EXERCISE INSTRUCTIONS: Every line below that includes the word "silver" needs to be copied.

Data excerpts:
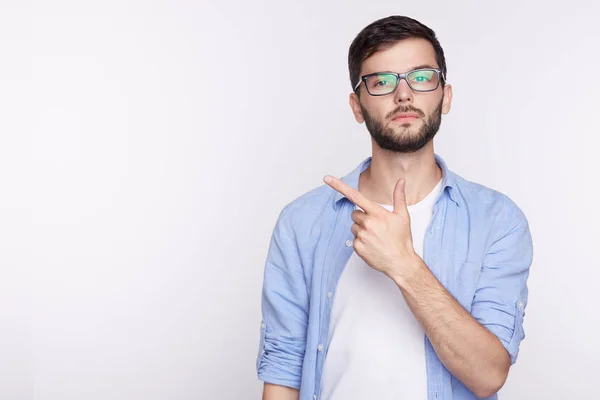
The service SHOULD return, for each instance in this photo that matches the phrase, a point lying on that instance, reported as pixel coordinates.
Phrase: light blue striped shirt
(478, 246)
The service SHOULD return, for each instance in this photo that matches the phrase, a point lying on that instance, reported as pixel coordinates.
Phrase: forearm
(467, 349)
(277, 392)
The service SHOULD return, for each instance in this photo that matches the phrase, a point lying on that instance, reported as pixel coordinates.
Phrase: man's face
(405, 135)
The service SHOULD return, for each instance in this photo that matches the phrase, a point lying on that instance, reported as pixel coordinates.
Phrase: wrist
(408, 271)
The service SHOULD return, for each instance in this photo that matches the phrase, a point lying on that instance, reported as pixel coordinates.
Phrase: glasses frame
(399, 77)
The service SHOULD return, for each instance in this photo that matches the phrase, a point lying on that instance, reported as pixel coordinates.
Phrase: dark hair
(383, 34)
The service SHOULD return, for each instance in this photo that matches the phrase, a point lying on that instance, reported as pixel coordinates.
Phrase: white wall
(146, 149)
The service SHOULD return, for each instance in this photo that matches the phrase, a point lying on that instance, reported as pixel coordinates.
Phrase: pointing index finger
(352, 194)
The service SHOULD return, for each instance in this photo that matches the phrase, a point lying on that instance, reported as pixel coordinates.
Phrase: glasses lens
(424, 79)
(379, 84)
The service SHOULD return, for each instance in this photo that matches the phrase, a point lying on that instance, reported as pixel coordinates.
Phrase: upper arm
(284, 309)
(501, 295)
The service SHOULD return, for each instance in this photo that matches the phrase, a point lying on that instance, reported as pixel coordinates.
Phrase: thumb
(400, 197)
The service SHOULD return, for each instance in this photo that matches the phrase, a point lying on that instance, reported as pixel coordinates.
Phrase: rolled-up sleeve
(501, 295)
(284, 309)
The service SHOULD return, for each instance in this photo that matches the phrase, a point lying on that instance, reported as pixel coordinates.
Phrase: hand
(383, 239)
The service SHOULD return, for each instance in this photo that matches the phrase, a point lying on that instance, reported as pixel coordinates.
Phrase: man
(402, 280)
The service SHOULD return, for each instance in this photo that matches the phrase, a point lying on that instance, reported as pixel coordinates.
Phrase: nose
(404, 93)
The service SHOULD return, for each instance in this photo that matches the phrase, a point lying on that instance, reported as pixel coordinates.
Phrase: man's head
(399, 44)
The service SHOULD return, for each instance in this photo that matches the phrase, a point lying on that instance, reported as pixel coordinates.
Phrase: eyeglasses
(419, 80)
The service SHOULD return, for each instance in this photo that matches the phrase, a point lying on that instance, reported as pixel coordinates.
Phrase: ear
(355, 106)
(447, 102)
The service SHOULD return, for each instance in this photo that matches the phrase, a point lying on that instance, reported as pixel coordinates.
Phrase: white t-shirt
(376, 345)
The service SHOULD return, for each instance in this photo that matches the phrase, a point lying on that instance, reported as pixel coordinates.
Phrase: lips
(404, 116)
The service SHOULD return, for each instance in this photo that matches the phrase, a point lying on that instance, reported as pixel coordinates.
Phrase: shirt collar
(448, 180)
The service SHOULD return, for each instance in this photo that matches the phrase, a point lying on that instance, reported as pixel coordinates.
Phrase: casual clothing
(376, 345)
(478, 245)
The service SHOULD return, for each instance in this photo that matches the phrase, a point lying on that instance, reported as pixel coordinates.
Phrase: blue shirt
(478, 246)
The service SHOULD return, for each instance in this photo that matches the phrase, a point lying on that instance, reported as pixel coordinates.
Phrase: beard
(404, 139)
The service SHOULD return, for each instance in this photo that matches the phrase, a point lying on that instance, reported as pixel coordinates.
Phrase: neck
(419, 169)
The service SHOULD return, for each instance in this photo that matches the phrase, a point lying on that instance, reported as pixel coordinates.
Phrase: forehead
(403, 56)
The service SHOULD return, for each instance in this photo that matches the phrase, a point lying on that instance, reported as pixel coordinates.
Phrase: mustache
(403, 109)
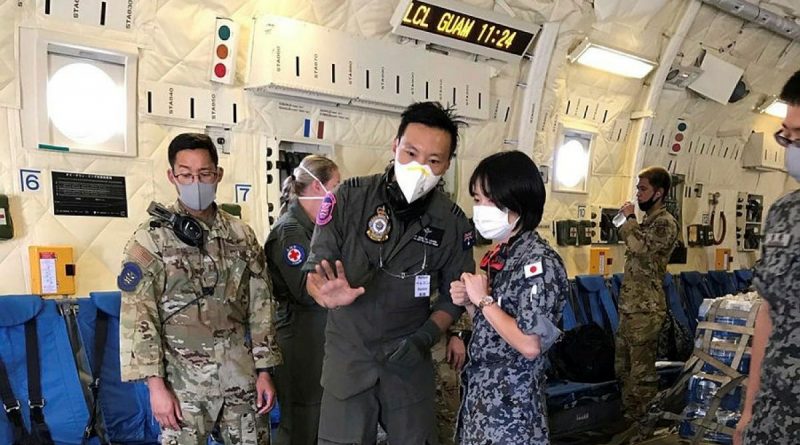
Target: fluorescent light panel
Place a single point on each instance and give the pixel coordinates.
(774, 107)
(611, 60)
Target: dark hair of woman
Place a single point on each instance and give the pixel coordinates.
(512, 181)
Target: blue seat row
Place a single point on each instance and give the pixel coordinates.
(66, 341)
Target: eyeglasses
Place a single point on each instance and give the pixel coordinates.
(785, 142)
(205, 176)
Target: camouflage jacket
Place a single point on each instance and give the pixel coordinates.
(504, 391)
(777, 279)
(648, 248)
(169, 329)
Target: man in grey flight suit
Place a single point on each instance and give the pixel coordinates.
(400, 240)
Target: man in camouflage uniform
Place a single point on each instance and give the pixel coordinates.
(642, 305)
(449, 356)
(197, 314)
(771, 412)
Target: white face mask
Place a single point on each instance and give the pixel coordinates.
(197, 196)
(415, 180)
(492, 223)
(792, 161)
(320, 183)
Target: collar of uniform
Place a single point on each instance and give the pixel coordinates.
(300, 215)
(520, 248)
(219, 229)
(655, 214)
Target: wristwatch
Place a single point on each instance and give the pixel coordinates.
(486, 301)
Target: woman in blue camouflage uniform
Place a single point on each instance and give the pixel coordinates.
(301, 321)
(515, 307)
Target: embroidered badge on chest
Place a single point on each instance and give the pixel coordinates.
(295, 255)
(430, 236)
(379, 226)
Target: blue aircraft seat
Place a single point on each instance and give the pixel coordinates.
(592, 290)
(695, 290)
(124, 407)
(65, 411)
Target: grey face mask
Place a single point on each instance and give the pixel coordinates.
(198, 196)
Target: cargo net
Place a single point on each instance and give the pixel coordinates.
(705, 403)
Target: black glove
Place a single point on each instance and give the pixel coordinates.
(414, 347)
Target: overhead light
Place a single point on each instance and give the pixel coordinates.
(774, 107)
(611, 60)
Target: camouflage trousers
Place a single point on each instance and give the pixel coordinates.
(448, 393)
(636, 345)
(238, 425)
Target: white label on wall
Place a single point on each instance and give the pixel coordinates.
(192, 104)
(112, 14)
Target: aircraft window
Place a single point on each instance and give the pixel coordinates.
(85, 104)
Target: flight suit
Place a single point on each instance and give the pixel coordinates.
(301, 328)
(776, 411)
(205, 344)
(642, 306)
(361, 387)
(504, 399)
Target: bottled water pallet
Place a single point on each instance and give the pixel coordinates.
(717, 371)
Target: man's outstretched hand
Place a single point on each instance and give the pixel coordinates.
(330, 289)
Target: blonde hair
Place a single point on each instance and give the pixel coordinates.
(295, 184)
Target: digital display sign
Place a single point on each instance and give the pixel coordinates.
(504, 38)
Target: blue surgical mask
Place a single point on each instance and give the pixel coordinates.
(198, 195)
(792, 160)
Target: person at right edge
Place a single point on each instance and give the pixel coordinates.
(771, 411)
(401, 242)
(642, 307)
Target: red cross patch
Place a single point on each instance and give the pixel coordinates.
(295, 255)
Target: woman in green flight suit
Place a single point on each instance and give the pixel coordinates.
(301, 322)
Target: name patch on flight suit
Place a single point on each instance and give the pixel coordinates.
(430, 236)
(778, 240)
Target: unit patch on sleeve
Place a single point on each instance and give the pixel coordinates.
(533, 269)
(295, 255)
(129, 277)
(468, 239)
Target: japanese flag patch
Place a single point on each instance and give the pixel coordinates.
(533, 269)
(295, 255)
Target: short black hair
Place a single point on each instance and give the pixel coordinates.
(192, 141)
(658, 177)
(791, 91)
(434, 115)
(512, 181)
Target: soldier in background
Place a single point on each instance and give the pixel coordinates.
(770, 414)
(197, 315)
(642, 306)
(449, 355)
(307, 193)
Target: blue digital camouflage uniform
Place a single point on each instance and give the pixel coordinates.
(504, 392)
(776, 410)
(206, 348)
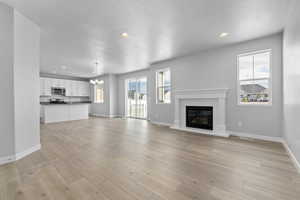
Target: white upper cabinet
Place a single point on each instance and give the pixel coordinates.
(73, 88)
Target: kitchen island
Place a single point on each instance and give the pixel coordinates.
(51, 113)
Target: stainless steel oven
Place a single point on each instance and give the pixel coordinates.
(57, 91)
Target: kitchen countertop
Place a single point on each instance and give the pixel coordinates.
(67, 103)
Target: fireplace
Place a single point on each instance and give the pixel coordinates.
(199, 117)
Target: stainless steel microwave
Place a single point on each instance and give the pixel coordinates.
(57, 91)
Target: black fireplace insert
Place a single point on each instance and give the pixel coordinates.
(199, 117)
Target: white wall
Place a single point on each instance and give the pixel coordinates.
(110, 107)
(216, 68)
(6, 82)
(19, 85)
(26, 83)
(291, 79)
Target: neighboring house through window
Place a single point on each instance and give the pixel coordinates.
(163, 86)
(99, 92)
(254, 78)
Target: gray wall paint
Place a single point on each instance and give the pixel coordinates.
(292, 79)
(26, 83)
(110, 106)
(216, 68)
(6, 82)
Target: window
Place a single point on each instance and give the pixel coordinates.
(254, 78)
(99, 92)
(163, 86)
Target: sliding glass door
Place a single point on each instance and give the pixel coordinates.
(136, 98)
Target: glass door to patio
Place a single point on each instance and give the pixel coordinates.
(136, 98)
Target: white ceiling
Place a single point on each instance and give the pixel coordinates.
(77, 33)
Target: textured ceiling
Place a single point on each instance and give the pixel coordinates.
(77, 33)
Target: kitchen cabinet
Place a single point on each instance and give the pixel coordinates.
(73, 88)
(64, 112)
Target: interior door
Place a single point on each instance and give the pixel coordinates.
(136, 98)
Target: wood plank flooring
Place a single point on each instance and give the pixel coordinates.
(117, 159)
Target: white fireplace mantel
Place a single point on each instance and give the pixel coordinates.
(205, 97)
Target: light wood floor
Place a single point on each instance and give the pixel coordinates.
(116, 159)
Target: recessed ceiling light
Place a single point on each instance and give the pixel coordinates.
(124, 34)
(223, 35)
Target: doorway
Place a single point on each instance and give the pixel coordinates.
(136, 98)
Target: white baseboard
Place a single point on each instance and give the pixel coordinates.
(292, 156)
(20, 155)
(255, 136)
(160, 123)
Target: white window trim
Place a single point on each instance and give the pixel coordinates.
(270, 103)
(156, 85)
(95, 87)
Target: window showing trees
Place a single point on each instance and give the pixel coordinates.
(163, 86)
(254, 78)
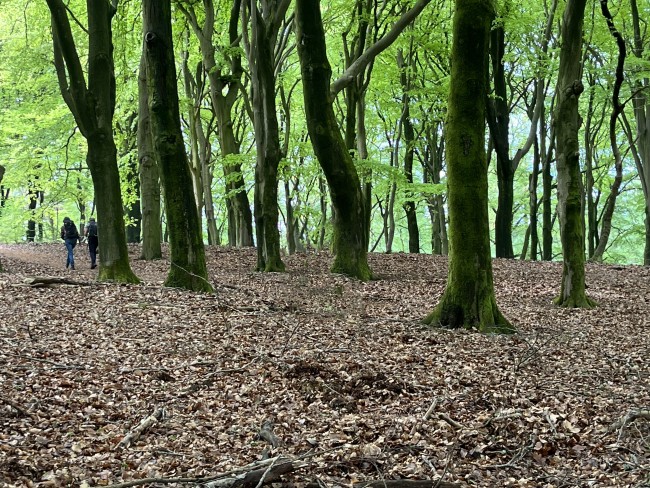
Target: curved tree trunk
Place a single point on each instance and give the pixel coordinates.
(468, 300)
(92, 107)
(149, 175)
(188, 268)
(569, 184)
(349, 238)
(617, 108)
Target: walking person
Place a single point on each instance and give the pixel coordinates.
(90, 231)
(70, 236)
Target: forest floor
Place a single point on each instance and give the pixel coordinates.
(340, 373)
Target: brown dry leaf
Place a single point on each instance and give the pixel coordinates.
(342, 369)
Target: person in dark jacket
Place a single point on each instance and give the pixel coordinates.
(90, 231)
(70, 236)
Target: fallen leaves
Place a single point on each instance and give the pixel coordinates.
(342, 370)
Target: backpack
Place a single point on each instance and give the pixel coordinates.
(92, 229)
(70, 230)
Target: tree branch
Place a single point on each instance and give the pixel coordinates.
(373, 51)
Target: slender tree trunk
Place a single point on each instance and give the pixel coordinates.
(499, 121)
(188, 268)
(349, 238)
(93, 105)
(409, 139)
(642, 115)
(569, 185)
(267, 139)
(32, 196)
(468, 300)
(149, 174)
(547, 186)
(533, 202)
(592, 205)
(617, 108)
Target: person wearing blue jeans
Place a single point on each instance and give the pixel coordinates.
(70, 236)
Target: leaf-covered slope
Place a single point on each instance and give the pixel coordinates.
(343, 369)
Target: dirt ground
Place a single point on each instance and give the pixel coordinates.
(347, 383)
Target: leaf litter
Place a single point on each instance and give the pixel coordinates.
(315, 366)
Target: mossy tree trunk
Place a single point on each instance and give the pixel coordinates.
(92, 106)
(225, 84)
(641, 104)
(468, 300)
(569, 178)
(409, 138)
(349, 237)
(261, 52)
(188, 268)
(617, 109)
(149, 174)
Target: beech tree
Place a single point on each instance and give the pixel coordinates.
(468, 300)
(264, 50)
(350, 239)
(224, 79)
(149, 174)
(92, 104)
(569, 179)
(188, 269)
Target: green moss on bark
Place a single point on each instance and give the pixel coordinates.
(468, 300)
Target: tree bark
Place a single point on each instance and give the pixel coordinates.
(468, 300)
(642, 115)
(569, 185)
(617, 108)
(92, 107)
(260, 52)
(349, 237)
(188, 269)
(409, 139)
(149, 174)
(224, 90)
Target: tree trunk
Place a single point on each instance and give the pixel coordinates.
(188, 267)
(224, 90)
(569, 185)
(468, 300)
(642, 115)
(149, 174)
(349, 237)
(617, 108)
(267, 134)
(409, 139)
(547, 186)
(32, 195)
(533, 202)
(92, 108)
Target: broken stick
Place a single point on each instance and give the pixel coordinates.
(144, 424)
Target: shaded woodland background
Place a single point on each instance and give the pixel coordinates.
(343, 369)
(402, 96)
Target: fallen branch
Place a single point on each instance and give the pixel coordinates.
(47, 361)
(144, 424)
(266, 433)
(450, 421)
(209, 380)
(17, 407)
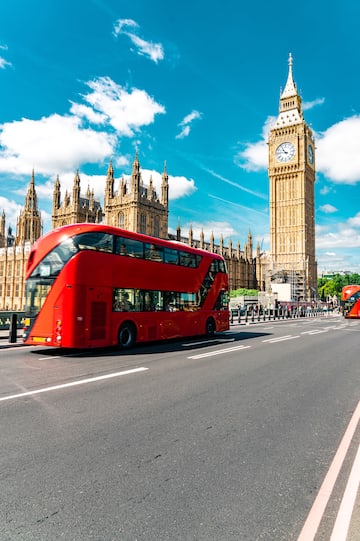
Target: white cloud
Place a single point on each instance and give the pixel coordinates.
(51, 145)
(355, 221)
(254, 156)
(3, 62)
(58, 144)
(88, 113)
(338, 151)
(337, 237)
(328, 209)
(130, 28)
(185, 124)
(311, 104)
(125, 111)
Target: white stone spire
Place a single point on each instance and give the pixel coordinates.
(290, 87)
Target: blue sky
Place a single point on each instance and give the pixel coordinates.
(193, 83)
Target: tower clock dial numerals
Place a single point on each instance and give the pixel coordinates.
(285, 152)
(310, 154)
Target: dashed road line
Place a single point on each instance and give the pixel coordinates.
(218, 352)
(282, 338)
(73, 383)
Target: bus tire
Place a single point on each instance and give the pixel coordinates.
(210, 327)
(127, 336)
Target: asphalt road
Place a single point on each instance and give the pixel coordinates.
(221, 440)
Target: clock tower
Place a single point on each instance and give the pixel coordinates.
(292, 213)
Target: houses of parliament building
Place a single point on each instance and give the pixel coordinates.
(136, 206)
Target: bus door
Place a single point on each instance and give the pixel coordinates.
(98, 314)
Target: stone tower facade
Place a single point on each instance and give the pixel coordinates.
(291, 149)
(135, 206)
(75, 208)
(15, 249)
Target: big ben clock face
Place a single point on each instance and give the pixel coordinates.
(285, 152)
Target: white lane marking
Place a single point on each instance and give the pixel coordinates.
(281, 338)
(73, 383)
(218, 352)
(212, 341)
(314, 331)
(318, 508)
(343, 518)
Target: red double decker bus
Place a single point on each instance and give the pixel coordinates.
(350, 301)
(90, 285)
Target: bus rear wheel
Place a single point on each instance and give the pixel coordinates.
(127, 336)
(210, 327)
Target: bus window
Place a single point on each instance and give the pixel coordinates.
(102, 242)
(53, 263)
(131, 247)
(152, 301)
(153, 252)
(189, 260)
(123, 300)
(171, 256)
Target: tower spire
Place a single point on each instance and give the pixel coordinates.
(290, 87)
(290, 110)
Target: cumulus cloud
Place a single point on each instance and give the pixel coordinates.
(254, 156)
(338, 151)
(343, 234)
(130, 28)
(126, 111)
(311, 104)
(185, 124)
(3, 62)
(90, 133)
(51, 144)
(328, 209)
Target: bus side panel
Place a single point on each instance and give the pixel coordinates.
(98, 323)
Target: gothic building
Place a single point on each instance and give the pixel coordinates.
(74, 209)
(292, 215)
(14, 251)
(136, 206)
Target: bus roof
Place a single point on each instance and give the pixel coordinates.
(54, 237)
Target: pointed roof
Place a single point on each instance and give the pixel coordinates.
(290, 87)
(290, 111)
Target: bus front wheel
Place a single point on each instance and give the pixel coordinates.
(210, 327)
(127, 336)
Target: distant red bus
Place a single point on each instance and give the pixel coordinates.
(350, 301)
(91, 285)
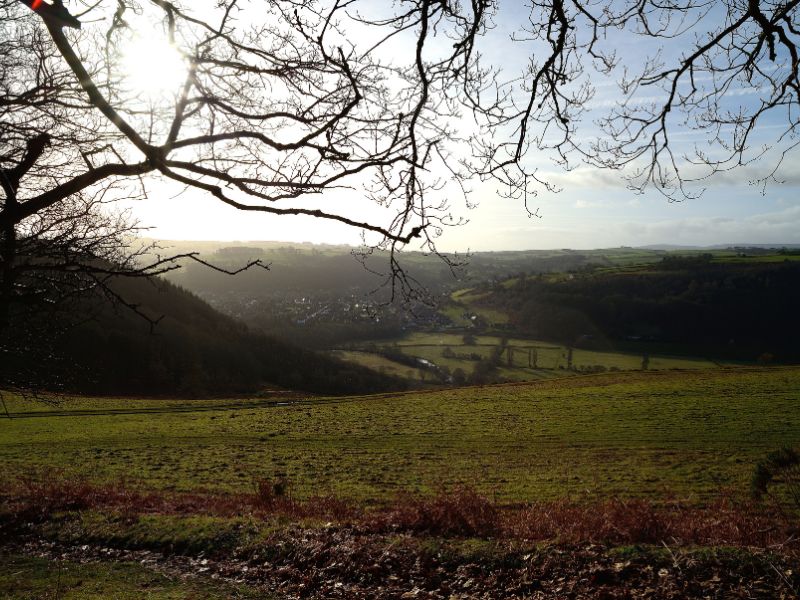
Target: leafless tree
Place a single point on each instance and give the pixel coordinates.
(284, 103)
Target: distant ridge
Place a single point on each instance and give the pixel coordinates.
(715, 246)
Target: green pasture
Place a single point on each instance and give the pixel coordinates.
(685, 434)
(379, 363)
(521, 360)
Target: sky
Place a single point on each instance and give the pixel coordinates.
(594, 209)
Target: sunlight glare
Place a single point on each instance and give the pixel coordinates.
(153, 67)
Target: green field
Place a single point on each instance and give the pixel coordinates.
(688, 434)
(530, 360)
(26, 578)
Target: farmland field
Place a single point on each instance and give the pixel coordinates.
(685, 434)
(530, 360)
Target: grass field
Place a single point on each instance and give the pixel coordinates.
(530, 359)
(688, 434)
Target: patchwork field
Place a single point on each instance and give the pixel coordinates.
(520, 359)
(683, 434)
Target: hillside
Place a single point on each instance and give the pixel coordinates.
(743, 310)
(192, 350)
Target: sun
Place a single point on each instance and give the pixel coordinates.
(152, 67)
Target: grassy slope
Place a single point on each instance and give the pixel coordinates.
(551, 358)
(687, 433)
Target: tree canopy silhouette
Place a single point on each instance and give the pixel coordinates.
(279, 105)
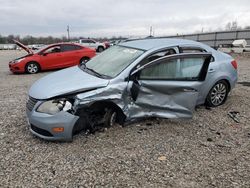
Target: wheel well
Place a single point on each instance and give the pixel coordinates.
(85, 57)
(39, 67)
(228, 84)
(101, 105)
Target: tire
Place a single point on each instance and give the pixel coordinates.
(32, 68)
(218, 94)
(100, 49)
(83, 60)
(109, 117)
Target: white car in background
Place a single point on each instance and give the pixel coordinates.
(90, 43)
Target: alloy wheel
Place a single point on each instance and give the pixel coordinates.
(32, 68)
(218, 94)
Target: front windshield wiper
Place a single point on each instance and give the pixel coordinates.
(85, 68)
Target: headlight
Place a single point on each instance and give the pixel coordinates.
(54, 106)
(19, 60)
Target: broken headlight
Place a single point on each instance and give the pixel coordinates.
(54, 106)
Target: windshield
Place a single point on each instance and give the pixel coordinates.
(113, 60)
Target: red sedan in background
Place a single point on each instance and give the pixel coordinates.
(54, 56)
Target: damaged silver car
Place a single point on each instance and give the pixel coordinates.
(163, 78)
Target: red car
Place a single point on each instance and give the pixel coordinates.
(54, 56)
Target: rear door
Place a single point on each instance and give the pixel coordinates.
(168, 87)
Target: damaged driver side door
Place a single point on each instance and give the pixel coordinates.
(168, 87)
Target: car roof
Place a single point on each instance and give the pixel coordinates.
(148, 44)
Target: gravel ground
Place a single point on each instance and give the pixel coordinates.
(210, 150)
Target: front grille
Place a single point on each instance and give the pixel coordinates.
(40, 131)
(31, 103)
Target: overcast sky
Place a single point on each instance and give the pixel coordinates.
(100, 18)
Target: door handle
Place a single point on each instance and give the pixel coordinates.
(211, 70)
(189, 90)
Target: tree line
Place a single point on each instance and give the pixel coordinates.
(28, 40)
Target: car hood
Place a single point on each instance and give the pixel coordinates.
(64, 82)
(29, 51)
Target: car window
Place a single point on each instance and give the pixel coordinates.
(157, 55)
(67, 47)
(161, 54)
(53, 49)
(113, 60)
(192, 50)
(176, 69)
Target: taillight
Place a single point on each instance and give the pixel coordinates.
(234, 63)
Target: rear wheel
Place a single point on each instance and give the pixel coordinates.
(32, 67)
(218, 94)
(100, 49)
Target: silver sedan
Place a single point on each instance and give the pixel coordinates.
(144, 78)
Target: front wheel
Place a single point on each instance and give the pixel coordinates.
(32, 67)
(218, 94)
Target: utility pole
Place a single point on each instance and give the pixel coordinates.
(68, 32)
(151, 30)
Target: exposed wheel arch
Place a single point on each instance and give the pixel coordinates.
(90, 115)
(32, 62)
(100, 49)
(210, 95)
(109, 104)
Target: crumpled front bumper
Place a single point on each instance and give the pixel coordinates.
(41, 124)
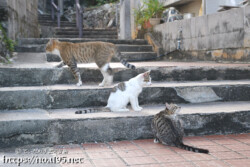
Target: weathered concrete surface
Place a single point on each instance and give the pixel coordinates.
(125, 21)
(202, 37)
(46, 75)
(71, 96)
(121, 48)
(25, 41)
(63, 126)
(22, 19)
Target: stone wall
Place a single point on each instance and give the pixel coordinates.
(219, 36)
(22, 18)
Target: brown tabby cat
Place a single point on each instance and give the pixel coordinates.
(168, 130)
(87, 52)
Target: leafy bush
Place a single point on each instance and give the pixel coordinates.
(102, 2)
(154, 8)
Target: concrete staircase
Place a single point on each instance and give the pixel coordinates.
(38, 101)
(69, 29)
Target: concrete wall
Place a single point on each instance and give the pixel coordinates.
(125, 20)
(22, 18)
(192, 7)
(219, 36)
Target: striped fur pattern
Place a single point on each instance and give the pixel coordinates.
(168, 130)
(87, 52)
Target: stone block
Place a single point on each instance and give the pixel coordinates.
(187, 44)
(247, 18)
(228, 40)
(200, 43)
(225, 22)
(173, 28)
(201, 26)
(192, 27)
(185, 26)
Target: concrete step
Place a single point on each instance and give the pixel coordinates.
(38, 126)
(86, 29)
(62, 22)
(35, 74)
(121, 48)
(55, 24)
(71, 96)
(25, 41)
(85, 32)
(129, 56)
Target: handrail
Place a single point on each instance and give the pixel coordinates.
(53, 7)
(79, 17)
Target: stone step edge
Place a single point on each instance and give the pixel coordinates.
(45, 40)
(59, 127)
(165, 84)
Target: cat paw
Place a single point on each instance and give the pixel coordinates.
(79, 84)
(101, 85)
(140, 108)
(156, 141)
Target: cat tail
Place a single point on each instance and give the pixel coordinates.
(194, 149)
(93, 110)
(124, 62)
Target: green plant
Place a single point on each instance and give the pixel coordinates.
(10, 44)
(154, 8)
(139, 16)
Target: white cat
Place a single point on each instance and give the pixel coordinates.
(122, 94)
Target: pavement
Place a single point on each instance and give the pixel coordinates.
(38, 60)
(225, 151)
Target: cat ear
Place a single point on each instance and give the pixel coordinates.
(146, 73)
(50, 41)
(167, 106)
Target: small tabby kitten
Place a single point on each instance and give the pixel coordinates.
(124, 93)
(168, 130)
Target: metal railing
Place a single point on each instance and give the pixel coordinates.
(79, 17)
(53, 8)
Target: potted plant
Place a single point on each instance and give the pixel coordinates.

RESULT:
Target: damaged silver car
Target: silver sedan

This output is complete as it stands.